PASSAGE PROVIDED:
________
All infinities taken together simply doesn't have a size, and asking for one is like asking the blood type of a donut.

It doesn't sound like gibberish, but it is.

A similar thing happens with the bag of all ordinals.

Loosely speaking, if that were a set, you could show that its order type would have to be greater than itself.

This is called the Burali-Forti paradox.

You can look it up.

Now, you can still refer to all cardinals or ordinals.

I mean, we just did.

You just can't do it from within ZFC, which is the problem.

Now, there is an extension of ZFC called NBG that actually allows for two different types of entities-- sets, which can both have and be members of things, and proper classes, which can only have members.

Now, the bags of all infinities turn out to be proper classes in NBG, so there are legitimate things that you can refer to.

But even in NBG, it only sets that end up having cardinalities.

Thus, an infinity of infinities is still gobbledegook.
________
DATA:
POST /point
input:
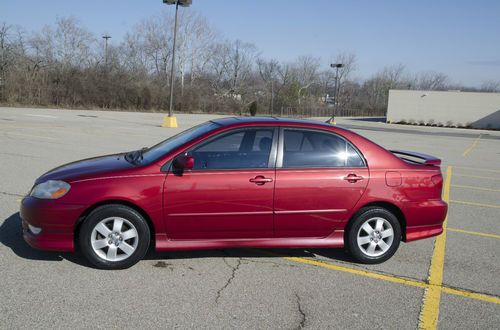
________
OBJECTIVES:
**A)** In the passage on infinities and set theory, what name is given to the paradox about the bag of all ordinals?
**B)** Continue the passage on infinities and set theory from its final sentence.
The lines above aren't needed for either task.

RESPONSES:
**A)** It is called the Burali-Forti paradox.

**B)**
Notice a strange self-limiting consequence of the original axiom of infinity.

We needed it to talk formally about infinite collections in the first place and then ended up spawning a bounty of different varieties of infinities.

But it also rendered that bounty in its entirety somehow indescribable, even though we can describe every individual infinite item in it.

Something along these lines seems to afflict axiomatic systems quite generally, and maybe we'll talk about it another time.

For now, look around for the Subscribe button, hit it, and turn on notifications so you can see when we do.

Until then, I'll see you.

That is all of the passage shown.